Exercise objective: Find "point: the white baseboard, one" in the material below, then copy that line and every subsequent line to the end, exactly.

Material for this exercise:

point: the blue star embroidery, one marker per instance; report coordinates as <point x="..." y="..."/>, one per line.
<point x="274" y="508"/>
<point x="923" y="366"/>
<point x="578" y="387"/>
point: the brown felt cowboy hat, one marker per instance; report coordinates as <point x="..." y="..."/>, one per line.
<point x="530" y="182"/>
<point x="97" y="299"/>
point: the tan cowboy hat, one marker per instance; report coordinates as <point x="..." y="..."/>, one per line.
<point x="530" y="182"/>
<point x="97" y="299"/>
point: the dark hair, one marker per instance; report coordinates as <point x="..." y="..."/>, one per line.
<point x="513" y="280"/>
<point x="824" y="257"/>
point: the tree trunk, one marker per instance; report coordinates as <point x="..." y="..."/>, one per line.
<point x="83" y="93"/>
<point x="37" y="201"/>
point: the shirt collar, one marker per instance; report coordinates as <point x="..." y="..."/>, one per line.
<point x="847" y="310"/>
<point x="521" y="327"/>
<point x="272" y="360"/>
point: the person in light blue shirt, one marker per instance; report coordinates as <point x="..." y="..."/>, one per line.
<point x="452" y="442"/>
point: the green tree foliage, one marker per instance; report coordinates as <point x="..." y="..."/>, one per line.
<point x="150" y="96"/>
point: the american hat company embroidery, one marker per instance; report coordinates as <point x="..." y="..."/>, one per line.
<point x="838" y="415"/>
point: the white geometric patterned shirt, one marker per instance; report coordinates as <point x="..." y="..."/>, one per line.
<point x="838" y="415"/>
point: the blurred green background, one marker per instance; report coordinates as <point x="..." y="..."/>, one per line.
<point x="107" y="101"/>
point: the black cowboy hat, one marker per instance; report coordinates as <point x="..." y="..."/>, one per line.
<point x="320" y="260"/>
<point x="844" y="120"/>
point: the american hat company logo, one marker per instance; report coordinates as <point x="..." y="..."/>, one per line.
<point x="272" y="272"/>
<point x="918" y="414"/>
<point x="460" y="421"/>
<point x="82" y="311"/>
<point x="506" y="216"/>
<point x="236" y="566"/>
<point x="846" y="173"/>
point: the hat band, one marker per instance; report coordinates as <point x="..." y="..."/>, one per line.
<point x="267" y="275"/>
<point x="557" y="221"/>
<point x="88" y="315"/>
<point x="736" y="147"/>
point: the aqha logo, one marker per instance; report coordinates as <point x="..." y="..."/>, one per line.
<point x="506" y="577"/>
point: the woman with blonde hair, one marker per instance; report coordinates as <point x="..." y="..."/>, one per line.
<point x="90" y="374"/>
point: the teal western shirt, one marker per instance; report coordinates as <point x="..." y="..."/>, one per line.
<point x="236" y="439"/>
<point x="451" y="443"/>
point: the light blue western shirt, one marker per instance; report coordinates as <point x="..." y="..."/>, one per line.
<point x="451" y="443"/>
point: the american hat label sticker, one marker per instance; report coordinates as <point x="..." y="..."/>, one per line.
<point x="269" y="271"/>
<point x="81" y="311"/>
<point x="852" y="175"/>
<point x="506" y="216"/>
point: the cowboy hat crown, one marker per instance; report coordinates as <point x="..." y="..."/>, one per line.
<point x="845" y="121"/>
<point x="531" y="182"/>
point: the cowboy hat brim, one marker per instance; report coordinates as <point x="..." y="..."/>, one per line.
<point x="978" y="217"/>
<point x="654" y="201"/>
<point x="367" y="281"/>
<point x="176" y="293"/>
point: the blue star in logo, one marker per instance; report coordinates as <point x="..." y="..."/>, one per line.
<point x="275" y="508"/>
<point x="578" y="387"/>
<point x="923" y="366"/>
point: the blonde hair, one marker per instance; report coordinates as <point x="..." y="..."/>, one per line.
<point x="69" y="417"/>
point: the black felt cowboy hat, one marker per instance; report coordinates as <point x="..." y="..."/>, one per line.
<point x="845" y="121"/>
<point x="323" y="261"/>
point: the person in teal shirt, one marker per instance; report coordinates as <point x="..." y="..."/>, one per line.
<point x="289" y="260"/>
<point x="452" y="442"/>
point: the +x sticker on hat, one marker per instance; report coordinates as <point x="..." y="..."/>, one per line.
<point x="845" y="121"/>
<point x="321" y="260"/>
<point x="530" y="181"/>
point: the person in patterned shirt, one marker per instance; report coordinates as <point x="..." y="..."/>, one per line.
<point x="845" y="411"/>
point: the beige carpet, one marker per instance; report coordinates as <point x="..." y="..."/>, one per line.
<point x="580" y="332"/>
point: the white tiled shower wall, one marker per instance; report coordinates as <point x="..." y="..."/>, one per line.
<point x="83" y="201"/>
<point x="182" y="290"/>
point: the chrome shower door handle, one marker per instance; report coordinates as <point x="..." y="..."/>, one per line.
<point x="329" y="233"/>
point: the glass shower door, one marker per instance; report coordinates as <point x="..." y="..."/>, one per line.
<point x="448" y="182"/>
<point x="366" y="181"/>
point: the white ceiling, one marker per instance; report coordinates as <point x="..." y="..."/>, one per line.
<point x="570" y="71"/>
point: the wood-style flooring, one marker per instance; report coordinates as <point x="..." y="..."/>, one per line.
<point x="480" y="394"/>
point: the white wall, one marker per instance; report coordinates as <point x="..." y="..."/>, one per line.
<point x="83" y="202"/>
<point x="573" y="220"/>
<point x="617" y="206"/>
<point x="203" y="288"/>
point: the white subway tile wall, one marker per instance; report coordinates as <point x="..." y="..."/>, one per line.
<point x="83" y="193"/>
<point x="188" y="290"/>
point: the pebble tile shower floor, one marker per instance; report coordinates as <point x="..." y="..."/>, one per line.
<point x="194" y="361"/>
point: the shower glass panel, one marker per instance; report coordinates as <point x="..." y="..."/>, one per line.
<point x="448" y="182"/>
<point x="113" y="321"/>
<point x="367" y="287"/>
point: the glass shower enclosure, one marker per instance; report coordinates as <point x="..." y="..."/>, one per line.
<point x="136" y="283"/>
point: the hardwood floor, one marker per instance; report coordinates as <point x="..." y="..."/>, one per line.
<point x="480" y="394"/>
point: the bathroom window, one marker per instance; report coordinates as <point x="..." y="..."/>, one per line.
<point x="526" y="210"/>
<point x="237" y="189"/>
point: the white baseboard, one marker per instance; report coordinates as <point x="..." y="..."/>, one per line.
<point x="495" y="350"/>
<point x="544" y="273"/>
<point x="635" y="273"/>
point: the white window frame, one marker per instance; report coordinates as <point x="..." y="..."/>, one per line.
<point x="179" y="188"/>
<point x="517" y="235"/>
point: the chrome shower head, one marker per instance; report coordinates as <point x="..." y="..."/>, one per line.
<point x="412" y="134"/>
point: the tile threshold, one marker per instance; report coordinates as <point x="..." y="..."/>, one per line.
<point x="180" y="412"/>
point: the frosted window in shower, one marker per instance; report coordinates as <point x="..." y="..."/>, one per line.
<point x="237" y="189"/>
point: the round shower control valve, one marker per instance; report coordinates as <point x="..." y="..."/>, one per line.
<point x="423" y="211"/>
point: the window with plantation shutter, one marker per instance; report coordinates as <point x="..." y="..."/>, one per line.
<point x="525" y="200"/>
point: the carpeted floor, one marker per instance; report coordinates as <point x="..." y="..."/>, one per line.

Task answer:
point: the white baseboard, one marker per instance; report coordinates as <point x="..." y="..."/>, one per line.
<point x="495" y="350"/>
<point x="544" y="273"/>
<point x="635" y="273"/>
point: the white window frame, one marker per instance; report coordinates as <point x="..." y="..."/>, one per line.
<point x="179" y="188"/>
<point x="517" y="235"/>
point: the chrome shower head, one marker per instance; report coordinates as <point x="..." y="..."/>, one per line.
<point x="412" y="134"/>
point: the tile threshold, one marker per instance; report coordinates as <point x="..." y="..."/>, one per line.
<point x="180" y="412"/>
point: the frosted window in shower, one marker per instance; report coordinates as <point x="..." y="..."/>, one per line.
<point x="237" y="189"/>
point: the round shower control valve, one marker per instance; report coordinates as <point x="..." y="..."/>, one per line.
<point x="423" y="211"/>
point: the window with plantation shutter, one marker per instance; report coordinates as <point x="..." y="..."/>, one per line.
<point x="525" y="200"/>
point: the carpeted floor, one marker per instance; report coordinates as <point x="..." y="..."/>, one per line.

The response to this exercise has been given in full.